Medline ® Abstract for Reference 40
of 'Principles of cancer immunotherapy'
Up-regulation of PD-L1, IDO, and T(regs) in the melanoma tumor microenvironment is driven by CD8(+) T cells.
Spranger S, Spaapen RM, Zha Y, Williams J, Meng Y, Ha TT, Gajewski TF
Sci Transl Med. 2013 Aug;5(200):200ra116.
Tumor escape from immune-mediated destruction has been associated with immunosuppressive mechanisms that inhibit T cell activation. Although evidence for an active immune response, including infiltration with CD8(+) T cells, can be found in a subset of patients, those tumors are nonetheless not immunologically rejected. In the current report, we show that it is the subset of T cell-inflamed tumors that showed high expression of three defined immunosuppressive mechanisms: indoleamine-2,3-dioxygenase (IDO), PD-L1/B7-H1, and FoxP3(+) regulatory T cells (T(regs)), suggesting that these inhibitory pathways might serve as negative feedback mechanisms that followed, rather than preceded, CD8(+) T cell infiltration. Mechanistic studies in mice revealed that up-regulated expression of IDO and PD-L1, as well as recruitment of T(regs), in the tumor microenvironment depended on the presence of CD8(+) T cells. The former was driven by interferon-γand the latter by a production of CCR4-binding chemokines along with a component of induced proliferation. Our results argue that these major immunosuppressive pathways are intrinsically driven by the immune system rather than being orchestrated by cancer cells, and imply that cancer immunotherapy approaches targeting negative regulatory immune checkpoints might be preferentially beneficial for patients with a preexisting T cell-inflamed tumor microenvironment.
Department of Pathology, Section of Hematology/Oncology, University of Chicago, IL 60637, USA.

[Supplied entries]:
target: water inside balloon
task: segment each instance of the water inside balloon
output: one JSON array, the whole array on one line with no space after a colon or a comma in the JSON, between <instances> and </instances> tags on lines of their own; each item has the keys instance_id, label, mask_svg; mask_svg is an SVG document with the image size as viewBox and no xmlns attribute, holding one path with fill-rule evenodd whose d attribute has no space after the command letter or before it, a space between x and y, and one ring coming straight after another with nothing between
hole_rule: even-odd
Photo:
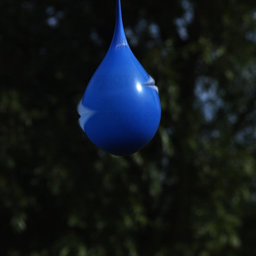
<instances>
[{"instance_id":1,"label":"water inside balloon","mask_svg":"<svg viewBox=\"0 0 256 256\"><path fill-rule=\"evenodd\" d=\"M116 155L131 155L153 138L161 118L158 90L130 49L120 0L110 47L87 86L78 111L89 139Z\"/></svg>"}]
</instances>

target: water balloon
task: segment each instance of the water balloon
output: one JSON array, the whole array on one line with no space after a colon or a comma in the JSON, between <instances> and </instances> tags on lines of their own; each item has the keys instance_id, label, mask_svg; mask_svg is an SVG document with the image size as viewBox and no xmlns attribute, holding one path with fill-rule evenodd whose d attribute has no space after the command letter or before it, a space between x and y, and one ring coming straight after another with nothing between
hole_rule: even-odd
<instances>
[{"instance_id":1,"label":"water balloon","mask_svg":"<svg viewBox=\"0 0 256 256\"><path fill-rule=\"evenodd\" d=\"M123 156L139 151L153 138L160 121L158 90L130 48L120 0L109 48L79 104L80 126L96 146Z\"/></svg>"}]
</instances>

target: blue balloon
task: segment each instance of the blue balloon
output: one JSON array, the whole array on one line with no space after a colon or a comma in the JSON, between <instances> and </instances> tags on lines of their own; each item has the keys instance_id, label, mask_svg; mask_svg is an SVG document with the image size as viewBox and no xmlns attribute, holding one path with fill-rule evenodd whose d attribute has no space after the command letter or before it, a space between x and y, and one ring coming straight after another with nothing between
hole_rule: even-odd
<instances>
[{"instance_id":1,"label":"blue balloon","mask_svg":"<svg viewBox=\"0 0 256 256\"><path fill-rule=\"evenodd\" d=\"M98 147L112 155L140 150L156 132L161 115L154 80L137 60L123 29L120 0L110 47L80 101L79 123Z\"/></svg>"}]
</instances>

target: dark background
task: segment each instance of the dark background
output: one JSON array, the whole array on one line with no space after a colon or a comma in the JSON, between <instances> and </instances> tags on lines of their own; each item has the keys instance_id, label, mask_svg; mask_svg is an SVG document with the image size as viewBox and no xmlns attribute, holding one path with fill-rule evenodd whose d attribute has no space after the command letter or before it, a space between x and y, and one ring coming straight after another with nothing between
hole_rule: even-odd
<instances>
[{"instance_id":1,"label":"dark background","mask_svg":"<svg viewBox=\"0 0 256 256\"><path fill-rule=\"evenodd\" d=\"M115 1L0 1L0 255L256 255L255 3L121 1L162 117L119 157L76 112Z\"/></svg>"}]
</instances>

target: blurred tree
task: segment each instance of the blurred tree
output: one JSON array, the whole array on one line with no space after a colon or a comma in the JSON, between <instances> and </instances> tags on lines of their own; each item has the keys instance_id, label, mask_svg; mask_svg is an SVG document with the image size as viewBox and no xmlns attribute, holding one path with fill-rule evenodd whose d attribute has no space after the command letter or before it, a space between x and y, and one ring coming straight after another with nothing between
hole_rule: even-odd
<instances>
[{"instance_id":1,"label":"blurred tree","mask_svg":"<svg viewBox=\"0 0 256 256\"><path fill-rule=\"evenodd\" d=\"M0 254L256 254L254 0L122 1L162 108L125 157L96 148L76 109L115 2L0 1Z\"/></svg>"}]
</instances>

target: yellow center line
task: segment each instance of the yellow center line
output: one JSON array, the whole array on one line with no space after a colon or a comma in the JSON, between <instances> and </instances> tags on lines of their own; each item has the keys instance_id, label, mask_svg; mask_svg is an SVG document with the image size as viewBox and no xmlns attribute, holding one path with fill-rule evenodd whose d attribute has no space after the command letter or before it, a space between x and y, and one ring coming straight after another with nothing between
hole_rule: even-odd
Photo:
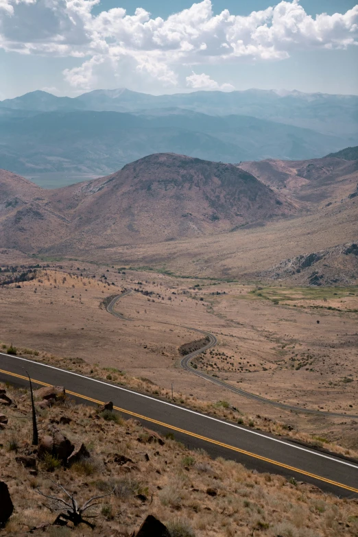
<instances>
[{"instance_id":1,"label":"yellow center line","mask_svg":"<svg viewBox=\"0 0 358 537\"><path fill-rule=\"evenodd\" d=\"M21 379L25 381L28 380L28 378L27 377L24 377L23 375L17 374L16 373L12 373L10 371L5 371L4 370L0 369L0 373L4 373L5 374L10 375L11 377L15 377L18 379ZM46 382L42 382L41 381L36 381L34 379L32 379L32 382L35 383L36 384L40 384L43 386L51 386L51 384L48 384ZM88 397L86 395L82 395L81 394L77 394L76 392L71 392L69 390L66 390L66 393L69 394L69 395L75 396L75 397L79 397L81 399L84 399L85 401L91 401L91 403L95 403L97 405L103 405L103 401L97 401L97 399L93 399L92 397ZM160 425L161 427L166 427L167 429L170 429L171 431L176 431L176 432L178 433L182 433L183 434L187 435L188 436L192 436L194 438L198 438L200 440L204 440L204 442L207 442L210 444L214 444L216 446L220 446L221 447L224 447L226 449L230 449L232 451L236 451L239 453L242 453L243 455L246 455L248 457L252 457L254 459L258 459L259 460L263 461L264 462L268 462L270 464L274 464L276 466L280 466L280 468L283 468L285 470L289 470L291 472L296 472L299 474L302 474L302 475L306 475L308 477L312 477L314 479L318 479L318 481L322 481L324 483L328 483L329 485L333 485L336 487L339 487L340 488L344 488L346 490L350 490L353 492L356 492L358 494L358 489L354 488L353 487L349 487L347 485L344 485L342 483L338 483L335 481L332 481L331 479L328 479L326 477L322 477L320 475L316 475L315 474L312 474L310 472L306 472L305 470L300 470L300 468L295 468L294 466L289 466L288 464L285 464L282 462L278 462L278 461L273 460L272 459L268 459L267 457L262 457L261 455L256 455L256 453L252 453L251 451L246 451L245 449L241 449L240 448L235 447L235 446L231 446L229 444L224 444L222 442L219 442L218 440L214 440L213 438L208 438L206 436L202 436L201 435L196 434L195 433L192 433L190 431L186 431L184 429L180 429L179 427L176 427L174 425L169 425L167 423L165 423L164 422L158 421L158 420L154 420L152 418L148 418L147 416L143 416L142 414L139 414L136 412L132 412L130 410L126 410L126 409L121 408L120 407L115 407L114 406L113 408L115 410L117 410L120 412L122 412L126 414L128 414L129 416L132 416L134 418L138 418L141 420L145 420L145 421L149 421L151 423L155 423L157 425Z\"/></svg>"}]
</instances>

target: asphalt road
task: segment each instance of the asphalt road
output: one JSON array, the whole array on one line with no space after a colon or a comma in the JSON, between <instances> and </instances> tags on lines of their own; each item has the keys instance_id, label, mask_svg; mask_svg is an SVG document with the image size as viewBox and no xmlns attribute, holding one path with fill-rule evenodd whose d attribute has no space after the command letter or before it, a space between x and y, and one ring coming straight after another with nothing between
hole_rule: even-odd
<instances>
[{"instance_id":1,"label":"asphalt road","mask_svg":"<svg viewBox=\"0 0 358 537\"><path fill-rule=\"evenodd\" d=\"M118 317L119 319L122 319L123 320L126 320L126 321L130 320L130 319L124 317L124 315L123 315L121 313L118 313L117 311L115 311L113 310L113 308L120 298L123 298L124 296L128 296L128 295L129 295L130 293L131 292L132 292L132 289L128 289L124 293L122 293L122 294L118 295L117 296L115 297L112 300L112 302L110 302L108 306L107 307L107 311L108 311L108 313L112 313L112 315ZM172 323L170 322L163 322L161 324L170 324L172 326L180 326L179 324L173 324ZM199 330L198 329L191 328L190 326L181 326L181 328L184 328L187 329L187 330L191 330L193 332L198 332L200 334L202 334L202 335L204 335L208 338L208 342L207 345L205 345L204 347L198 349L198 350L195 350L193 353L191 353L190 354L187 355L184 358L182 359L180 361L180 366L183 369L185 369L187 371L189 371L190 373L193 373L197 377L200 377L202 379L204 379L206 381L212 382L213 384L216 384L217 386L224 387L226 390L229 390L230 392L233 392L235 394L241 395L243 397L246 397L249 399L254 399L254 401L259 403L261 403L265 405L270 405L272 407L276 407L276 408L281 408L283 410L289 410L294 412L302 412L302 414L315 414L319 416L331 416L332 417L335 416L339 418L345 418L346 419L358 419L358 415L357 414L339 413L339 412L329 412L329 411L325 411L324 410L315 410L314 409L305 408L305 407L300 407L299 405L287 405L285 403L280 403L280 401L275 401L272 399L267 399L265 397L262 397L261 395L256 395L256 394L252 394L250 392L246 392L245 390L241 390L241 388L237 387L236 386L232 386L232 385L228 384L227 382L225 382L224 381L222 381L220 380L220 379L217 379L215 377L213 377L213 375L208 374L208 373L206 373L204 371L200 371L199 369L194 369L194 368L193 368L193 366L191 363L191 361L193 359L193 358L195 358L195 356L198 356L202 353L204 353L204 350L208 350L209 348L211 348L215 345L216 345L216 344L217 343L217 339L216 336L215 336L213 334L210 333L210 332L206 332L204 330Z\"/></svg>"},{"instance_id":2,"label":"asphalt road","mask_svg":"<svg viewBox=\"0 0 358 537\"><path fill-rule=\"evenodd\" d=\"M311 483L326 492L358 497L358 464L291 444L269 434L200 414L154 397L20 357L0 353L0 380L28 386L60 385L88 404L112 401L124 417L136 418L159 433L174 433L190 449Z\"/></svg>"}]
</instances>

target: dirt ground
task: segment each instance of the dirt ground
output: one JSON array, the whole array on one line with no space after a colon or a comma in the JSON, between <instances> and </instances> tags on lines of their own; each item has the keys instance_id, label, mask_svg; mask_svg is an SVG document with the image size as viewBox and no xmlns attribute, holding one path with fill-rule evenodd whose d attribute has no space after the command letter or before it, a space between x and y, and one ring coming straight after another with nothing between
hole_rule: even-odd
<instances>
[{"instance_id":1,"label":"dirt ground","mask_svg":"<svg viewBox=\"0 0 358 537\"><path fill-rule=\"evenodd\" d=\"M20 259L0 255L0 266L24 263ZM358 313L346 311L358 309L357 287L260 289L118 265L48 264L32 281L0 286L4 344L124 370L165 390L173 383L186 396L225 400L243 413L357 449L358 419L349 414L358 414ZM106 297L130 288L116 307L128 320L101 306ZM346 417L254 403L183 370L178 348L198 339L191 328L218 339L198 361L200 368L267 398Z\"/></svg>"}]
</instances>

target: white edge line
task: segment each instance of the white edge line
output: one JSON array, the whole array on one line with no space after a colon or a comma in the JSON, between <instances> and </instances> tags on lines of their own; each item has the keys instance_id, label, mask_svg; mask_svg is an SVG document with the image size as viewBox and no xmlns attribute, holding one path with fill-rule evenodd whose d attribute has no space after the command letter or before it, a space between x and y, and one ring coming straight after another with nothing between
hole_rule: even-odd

[Required tasks]:
[1] Which three immunosuppressive mechanisms does the melanoma abstract report as highly expressed in T cell-inflamed tumors?
[2] Reproduce the stretch of the melanoma abstract from "Medline ® Abstract" through "by CD8(+) T cells." word for word.
[3] Decide whether each statement agrees with the melanoma abstract. Answer yes or no, and quote the words that settle it.
(a) Tumors showing CD8(+) T cell infiltration are immunologically rejected.
(b) In mice, recruitment of T(regs) in the tumor microenvironment depended on the presence of CD8(+) T cells.
(c) The authors conclude that cancer cells orchestrate these immunosuppressive pathways.
The material placed after the melanoma abstract is separate from it.

[Solutions to the problems]:
[1] Indoleamine-2,3-dioxygenase (IDO), PD-L1/B7-H1, and FoxP3(+) regulatory T cells (T(regs)).

[2]
Medline ® Abstract for Reference 40
of 'Principles of cancer immunotherapy'
Up-regulation of PD-L1, IDO, and T(regs) in the melanoma tumor microenvironment is driven by CD8(+) T cells.

[3]
(a) No: "those tumors are nonetheless not immunologically rejected."
(b) Yes: "as well as recruitment of T(regs), in the tumor microenvironment depended on the presence of CD8(+) T cells."
(c) No: "these major immunosuppressive pathways are intrinsically driven by the immune system rather than being orchestrated by cancer cells."